## Given task a
Identify every line in the listing below that holds the string "tire", and copy each of those lines.
----------------
Prior to the trip to buy groceries each week, the tedious chore of wandering round the house checking how much of all the consumables that a household requires is actually present must be completed. Everywhere there is a stash; upstairs, downstairs, all the cupboards, the fridge, the freezer, etc., etc. I could try to do it from memory, but who has the available headspace to remember how many tins of beans you have at any particular moment and, even if you do try to use this method, how many extra tins of corned beef or jars of mustard is it reasonable to have to buy just to save yourself from the weekly traipse around the house doing a stock-check?

What I need is a Bean Counter.

I want to be able to scan in the barcode on a tin of beans when I buy it and when I use it scan it out again and have the stock level reflect that fact. Then, on shopping day, I can just look at the stock levels from my desk. Or even better it could just tell me when I need to buy more beans again.
----------------
## Given task b
In the passage about checking household stock before grocery shopping, what does the writer want to scan on a tin of beans when buying it?

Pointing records
----------------
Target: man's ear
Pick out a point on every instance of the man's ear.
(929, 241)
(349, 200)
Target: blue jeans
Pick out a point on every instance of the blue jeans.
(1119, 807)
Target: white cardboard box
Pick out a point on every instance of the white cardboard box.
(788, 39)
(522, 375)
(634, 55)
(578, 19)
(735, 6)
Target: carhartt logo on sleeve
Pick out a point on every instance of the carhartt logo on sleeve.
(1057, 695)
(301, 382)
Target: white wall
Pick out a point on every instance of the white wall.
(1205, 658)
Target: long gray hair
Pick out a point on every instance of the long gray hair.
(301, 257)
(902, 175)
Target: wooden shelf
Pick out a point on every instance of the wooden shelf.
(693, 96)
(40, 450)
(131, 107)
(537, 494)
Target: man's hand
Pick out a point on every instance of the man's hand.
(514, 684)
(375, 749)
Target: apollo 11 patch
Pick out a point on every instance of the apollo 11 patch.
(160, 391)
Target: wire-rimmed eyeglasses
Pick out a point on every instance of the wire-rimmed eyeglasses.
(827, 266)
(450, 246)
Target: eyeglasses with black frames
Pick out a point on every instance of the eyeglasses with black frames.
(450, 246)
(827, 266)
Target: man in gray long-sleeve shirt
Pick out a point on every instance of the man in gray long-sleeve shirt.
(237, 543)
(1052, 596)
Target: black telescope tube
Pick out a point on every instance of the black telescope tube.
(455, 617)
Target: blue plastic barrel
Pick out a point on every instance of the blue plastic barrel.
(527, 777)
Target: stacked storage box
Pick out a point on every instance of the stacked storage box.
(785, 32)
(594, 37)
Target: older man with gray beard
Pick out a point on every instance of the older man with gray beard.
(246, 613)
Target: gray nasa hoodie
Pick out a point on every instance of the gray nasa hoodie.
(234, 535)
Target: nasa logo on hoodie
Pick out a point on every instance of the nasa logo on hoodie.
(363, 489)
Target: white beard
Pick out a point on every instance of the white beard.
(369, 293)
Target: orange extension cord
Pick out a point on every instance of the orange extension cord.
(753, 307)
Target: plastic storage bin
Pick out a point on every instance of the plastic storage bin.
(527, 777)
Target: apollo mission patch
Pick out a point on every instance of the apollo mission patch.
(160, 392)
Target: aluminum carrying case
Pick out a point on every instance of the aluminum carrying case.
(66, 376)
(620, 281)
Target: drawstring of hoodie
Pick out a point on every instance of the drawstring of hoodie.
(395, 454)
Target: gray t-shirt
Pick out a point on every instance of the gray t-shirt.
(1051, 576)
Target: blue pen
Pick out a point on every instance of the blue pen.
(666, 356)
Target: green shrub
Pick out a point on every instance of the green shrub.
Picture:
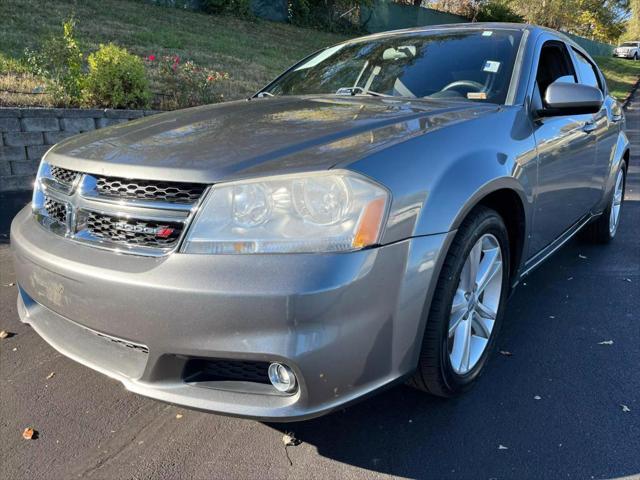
(498, 11)
(240, 8)
(116, 79)
(184, 84)
(59, 62)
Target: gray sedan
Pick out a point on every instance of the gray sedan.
(360, 221)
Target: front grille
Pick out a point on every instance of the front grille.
(134, 232)
(63, 175)
(206, 370)
(149, 190)
(55, 209)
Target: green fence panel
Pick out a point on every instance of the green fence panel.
(387, 15)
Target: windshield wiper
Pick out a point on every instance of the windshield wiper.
(359, 91)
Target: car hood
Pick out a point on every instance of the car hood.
(244, 138)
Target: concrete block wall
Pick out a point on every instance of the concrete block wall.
(27, 133)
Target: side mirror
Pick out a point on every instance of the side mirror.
(570, 99)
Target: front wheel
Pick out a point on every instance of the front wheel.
(467, 307)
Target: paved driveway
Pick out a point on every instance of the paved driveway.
(551, 410)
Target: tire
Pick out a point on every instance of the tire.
(603, 230)
(437, 373)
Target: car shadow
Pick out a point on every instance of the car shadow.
(10, 204)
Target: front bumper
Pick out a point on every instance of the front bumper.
(347, 324)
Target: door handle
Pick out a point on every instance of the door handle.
(590, 126)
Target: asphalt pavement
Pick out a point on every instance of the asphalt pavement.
(564, 404)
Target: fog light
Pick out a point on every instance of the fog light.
(282, 378)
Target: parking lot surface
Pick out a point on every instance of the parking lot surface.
(564, 404)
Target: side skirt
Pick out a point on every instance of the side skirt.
(554, 246)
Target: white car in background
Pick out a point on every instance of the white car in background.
(628, 50)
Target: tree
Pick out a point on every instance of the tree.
(632, 31)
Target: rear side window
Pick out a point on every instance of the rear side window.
(588, 74)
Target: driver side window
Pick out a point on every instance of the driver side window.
(555, 65)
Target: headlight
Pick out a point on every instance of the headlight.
(332, 211)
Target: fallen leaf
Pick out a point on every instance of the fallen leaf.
(290, 440)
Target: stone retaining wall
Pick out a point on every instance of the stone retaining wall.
(27, 133)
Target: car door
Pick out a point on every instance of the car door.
(607, 122)
(566, 150)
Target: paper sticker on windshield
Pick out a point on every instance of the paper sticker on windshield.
(491, 66)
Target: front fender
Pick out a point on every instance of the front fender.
(472, 179)
(617, 157)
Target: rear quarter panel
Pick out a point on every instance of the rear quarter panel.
(438, 177)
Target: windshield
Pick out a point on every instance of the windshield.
(471, 64)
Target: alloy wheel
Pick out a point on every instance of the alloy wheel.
(475, 304)
(614, 216)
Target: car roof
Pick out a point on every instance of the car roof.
(467, 26)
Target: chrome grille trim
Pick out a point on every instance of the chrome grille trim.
(133, 226)
(150, 190)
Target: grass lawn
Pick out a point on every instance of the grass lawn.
(252, 52)
(621, 74)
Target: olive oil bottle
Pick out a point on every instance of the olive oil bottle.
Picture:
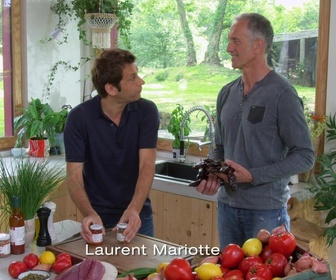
----------------
## Written answer a
Target: tire
Pick out a point on every instance of the tire.

## Written answer b
The barcode on the tin.